_SHORT TASK_.
Print the lines below word for word, starting at the line that contains "of the window" and ending at the line that contains "x=114, y=75", both included.

_AVAILABLE DATA_.
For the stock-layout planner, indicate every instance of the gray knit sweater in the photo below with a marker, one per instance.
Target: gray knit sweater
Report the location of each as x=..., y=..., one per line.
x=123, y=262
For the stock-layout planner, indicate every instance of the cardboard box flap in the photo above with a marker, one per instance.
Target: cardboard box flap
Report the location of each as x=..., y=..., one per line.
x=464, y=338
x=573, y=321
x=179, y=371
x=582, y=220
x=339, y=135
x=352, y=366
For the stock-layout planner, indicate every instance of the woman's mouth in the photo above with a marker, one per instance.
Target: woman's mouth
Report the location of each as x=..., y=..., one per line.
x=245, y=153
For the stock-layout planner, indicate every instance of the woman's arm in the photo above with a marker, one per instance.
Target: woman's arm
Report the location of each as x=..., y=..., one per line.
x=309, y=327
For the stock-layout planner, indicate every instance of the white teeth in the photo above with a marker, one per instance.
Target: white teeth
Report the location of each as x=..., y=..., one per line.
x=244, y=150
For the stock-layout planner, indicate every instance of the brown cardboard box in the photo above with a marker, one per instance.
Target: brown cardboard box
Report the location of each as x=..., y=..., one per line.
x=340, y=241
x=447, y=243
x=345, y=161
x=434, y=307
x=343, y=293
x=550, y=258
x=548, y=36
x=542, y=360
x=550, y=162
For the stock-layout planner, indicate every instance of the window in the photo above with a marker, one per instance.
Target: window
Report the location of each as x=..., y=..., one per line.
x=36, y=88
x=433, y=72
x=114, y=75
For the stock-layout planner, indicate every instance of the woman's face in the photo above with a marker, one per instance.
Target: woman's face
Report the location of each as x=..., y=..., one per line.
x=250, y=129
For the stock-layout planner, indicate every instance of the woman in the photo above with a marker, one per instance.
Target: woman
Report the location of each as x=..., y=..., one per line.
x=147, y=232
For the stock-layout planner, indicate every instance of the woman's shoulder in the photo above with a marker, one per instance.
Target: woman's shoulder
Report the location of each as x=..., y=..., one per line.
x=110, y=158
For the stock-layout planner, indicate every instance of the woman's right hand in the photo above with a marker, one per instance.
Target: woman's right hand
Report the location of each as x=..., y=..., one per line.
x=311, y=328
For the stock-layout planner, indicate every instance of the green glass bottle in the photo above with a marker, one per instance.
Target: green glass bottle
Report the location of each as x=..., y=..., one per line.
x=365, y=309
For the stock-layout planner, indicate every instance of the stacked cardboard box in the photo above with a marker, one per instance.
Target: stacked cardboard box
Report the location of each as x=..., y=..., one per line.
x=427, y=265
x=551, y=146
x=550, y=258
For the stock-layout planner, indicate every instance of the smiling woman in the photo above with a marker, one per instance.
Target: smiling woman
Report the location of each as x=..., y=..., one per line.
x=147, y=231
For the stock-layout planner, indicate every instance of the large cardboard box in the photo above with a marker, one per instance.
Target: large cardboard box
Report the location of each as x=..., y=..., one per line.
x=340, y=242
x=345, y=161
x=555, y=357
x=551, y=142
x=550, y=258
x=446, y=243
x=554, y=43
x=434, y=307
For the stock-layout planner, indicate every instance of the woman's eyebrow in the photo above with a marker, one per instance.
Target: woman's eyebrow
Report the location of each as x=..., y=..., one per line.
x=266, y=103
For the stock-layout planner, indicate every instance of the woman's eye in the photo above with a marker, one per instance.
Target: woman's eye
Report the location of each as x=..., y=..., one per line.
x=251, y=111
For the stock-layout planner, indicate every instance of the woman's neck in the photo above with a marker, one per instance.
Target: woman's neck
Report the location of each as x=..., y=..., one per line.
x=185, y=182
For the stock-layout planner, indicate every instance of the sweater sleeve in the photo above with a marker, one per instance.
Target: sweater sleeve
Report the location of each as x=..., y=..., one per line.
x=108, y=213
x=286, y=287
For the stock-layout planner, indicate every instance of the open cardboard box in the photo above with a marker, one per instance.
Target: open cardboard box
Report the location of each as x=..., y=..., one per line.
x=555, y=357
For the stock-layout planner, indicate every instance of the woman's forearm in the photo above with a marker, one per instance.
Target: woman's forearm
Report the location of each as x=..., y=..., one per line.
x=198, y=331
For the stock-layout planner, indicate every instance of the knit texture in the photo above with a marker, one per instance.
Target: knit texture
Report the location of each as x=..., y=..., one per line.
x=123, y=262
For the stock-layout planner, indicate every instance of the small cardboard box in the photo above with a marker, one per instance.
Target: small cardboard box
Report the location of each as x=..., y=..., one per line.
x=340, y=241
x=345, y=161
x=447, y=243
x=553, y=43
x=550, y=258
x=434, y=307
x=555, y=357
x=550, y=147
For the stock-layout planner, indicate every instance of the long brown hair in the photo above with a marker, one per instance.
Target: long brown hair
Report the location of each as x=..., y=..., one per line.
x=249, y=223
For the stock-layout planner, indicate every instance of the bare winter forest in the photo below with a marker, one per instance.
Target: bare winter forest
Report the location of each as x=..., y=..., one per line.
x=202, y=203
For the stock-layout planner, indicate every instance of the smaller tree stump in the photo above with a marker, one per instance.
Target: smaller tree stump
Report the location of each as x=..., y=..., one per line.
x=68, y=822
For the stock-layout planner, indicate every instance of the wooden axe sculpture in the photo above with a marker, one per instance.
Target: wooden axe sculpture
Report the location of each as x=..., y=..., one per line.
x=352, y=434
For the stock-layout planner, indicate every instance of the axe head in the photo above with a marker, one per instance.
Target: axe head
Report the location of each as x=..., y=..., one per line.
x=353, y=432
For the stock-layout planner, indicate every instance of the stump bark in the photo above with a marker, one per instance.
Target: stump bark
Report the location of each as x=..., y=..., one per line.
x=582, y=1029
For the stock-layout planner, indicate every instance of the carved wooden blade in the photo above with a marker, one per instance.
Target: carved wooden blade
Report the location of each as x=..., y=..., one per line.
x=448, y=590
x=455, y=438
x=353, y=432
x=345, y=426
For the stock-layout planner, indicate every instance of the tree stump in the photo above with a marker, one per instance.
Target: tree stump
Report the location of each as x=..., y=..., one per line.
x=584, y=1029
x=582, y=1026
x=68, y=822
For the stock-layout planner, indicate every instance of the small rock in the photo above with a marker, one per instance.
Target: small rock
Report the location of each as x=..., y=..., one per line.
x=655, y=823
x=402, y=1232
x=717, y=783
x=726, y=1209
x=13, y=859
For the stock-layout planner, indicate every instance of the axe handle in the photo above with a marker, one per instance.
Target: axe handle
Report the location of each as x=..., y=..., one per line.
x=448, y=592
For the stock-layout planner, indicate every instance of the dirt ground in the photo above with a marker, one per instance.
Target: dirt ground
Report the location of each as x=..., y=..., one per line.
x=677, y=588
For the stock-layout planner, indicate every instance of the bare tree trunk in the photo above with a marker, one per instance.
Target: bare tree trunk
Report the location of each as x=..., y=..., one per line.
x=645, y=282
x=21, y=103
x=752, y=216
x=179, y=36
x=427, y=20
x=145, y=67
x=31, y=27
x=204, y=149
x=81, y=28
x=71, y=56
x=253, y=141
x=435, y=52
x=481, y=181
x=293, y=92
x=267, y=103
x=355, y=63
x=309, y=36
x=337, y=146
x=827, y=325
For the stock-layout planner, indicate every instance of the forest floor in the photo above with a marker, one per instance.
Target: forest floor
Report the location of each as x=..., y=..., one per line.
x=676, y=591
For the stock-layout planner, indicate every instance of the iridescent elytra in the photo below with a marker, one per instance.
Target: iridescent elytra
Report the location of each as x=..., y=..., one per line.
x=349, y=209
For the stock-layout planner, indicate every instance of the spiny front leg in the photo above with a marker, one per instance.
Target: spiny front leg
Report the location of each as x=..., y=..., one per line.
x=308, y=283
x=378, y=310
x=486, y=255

_EXERCISE ANSWER_.
For the stock-layout planner, indicate every instance of the window in the photo above with a marker, one per instance.
Target: window
Report the location of each as x=..., y=..., one per line.
x=36, y=88
x=433, y=72
x=114, y=75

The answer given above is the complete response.